§ **Task goal**:
Among the entries that follow, some lines contain the word "white". Show all of them.
---
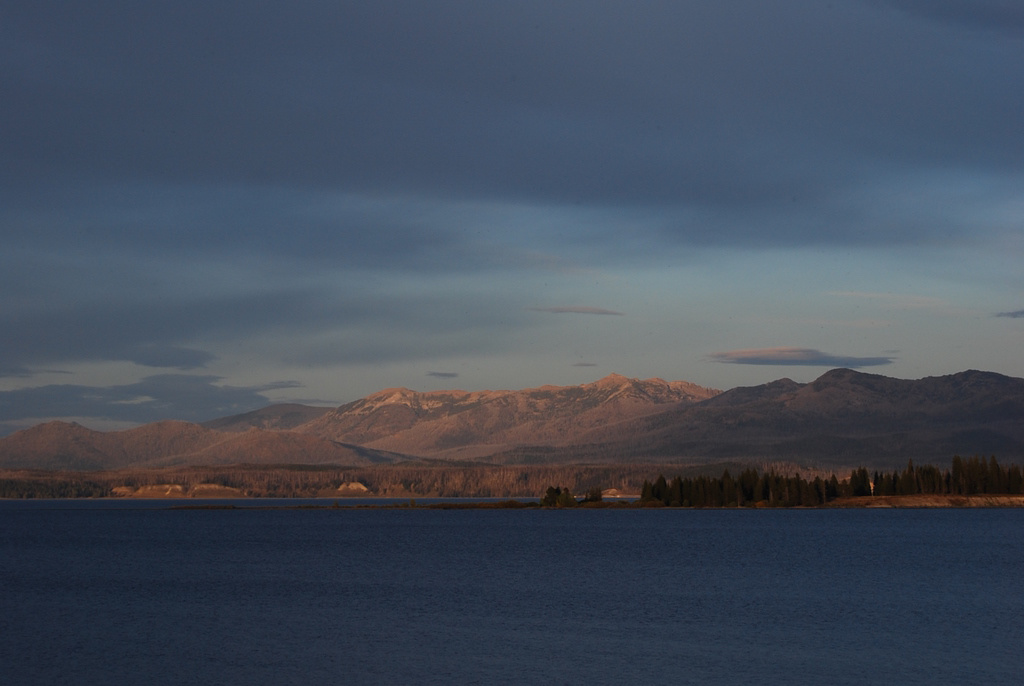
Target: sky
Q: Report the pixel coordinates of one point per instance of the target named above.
(209, 207)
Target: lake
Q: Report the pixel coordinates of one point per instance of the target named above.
(103, 592)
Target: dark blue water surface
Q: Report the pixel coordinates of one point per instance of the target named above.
(101, 594)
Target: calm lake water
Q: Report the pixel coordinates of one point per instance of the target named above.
(101, 593)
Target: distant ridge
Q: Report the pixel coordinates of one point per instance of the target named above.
(844, 418)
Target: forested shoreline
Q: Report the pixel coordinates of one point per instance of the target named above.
(965, 477)
(771, 485)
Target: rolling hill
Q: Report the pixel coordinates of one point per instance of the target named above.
(844, 418)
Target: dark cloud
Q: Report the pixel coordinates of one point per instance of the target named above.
(578, 309)
(1004, 15)
(189, 397)
(785, 356)
(750, 122)
(154, 354)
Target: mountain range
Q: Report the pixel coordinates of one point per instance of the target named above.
(844, 418)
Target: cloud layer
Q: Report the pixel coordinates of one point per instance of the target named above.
(343, 196)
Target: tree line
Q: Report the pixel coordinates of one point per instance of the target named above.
(965, 477)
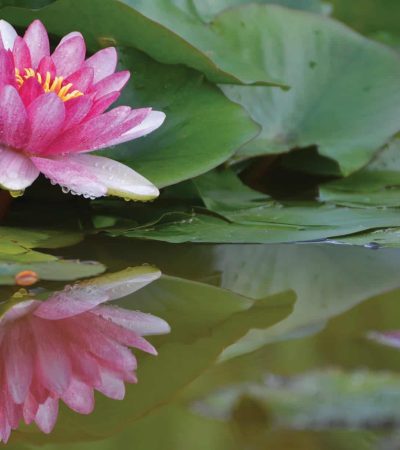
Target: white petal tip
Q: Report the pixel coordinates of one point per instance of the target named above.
(8, 34)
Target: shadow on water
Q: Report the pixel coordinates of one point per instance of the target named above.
(267, 348)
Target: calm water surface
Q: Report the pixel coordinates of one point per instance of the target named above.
(270, 348)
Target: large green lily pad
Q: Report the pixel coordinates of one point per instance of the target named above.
(378, 184)
(168, 31)
(344, 95)
(202, 129)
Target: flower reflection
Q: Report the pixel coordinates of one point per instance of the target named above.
(68, 346)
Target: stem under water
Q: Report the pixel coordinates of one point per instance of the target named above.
(5, 202)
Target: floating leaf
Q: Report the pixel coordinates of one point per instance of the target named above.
(334, 74)
(143, 25)
(202, 130)
(378, 184)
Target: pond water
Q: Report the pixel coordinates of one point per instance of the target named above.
(278, 346)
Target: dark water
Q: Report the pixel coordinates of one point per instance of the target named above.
(269, 348)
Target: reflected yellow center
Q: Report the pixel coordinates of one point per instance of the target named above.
(56, 85)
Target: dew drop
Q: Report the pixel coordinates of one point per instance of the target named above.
(16, 194)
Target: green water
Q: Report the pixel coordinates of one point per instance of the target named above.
(268, 350)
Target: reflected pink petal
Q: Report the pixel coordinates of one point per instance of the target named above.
(70, 345)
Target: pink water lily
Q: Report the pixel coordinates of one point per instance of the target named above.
(53, 110)
(70, 345)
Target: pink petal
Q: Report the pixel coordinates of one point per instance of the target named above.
(7, 68)
(112, 83)
(82, 79)
(94, 133)
(76, 110)
(39, 392)
(70, 36)
(18, 311)
(101, 104)
(141, 323)
(8, 35)
(47, 65)
(30, 90)
(103, 62)
(81, 330)
(70, 302)
(46, 114)
(84, 365)
(69, 55)
(22, 56)
(38, 42)
(124, 282)
(119, 180)
(30, 409)
(17, 172)
(111, 386)
(14, 123)
(54, 367)
(122, 335)
(18, 361)
(46, 416)
(153, 121)
(79, 397)
(71, 176)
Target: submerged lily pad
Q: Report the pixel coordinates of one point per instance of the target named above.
(16, 244)
(315, 400)
(239, 215)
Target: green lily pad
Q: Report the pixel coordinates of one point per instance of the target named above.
(371, 17)
(334, 74)
(54, 270)
(239, 215)
(208, 9)
(202, 130)
(145, 25)
(378, 184)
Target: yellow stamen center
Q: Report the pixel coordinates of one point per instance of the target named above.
(48, 84)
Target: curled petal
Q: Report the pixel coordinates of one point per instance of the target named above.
(70, 302)
(119, 180)
(38, 42)
(103, 62)
(153, 121)
(46, 416)
(81, 79)
(30, 91)
(79, 397)
(71, 176)
(46, 114)
(22, 55)
(7, 70)
(114, 82)
(141, 323)
(17, 171)
(69, 55)
(14, 123)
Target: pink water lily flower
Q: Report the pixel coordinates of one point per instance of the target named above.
(53, 111)
(70, 345)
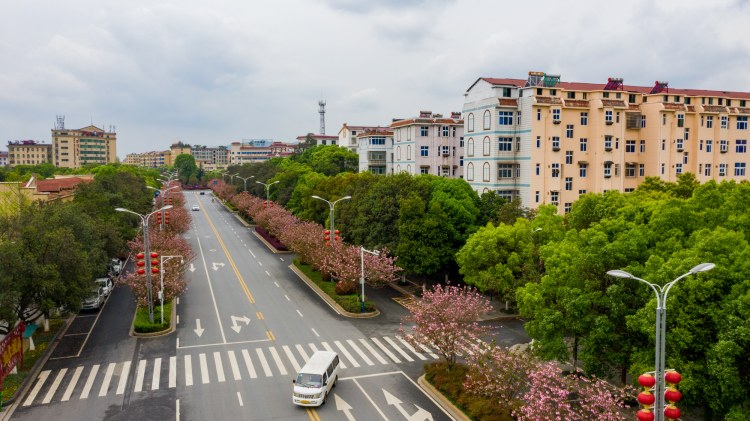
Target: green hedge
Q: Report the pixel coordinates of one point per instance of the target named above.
(142, 324)
(349, 302)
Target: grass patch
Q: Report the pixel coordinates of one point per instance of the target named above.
(450, 382)
(142, 323)
(350, 302)
(41, 343)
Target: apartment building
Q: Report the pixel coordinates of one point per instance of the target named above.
(429, 144)
(28, 152)
(375, 150)
(89, 145)
(548, 141)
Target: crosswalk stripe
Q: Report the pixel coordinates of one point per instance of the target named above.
(90, 381)
(39, 382)
(302, 352)
(346, 353)
(188, 370)
(233, 364)
(386, 350)
(328, 348)
(372, 351)
(204, 368)
(124, 373)
(277, 359)
(351, 343)
(55, 385)
(72, 384)
(156, 374)
(411, 348)
(263, 362)
(289, 355)
(398, 349)
(107, 379)
(219, 367)
(172, 371)
(249, 364)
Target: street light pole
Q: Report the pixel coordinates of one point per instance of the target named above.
(331, 206)
(147, 252)
(661, 328)
(161, 282)
(362, 252)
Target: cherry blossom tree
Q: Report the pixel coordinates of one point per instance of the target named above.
(445, 318)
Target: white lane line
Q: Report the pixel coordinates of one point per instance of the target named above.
(372, 351)
(386, 350)
(72, 384)
(39, 383)
(351, 343)
(156, 374)
(249, 364)
(328, 348)
(346, 353)
(219, 367)
(302, 352)
(55, 385)
(90, 381)
(172, 371)
(289, 355)
(411, 348)
(235, 367)
(188, 370)
(124, 374)
(204, 368)
(107, 379)
(277, 359)
(264, 363)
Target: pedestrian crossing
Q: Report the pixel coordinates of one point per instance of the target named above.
(203, 368)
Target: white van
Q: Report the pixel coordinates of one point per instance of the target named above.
(316, 379)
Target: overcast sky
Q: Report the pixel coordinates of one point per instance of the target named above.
(213, 72)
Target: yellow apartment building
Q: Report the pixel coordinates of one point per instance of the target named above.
(547, 141)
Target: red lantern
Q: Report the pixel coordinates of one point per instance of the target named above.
(672, 395)
(646, 380)
(672, 377)
(645, 415)
(672, 412)
(646, 398)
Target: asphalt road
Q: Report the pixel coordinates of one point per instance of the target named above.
(245, 326)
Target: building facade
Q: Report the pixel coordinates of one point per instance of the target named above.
(547, 141)
(429, 144)
(28, 152)
(89, 145)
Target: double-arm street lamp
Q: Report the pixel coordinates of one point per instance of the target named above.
(161, 281)
(661, 328)
(147, 252)
(331, 205)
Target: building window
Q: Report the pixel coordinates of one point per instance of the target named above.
(505, 144)
(505, 118)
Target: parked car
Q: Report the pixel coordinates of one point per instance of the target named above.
(106, 284)
(94, 300)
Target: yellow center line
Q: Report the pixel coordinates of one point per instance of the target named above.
(231, 261)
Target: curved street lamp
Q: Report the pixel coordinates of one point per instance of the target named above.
(661, 328)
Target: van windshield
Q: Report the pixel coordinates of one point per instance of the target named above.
(309, 380)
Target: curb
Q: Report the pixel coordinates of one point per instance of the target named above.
(447, 405)
(330, 301)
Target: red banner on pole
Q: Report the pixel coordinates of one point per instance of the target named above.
(11, 350)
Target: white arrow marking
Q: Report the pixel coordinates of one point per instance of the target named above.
(199, 330)
(236, 319)
(343, 406)
(420, 415)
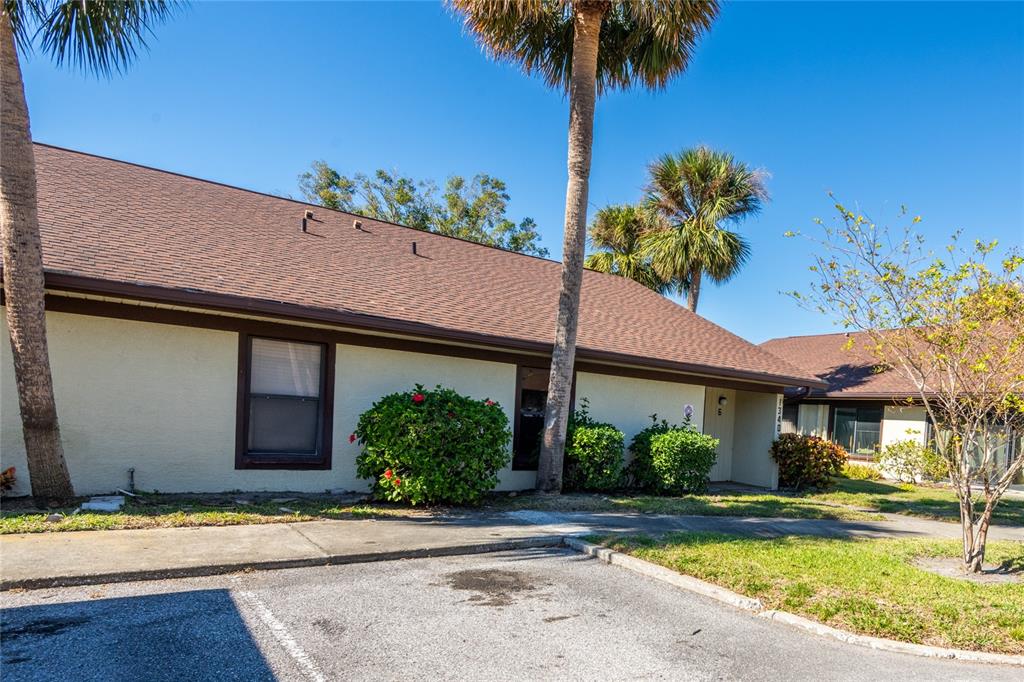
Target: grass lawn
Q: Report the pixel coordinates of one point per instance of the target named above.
(733, 504)
(927, 501)
(155, 511)
(848, 500)
(865, 586)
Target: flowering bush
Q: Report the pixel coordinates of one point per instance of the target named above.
(806, 461)
(430, 446)
(593, 453)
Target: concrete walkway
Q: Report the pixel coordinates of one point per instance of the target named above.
(100, 556)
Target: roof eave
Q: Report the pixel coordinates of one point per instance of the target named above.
(75, 283)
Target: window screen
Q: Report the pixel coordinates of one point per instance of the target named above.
(285, 384)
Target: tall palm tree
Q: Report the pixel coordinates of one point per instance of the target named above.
(584, 48)
(96, 36)
(616, 233)
(696, 194)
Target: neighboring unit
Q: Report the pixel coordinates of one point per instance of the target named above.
(209, 338)
(864, 407)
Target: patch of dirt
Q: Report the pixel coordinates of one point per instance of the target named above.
(556, 619)
(494, 587)
(329, 626)
(950, 567)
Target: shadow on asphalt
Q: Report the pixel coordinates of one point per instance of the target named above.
(197, 635)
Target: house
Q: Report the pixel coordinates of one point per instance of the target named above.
(864, 407)
(209, 338)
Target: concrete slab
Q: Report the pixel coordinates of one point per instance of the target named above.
(34, 560)
(387, 535)
(87, 556)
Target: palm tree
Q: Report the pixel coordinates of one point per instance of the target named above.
(695, 194)
(616, 232)
(92, 35)
(584, 48)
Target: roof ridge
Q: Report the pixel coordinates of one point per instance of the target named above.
(808, 336)
(196, 178)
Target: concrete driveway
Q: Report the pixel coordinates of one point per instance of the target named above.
(543, 613)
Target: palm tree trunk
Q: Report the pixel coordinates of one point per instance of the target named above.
(583, 94)
(693, 293)
(23, 283)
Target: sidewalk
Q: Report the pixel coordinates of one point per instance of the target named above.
(51, 559)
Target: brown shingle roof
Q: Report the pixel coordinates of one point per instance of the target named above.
(111, 221)
(852, 373)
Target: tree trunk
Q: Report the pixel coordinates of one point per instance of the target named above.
(23, 283)
(694, 291)
(975, 560)
(583, 93)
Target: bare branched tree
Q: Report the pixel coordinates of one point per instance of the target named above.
(952, 324)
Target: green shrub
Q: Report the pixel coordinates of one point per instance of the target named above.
(806, 461)
(681, 459)
(640, 473)
(429, 446)
(593, 453)
(909, 461)
(860, 471)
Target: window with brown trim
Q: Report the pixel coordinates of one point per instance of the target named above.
(285, 402)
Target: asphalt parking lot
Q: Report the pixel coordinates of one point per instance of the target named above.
(546, 613)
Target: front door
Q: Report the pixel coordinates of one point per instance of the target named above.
(720, 408)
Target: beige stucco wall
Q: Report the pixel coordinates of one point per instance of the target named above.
(628, 403)
(903, 423)
(758, 421)
(162, 398)
(156, 397)
(719, 421)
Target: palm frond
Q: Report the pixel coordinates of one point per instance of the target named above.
(641, 43)
(696, 193)
(92, 35)
(616, 232)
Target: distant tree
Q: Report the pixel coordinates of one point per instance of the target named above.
(697, 194)
(473, 210)
(96, 36)
(953, 327)
(616, 232)
(584, 48)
---
§ **Solution for this task**:
Target: white petal tip
Target: white lane line
Target: white van
Target: white arrow marking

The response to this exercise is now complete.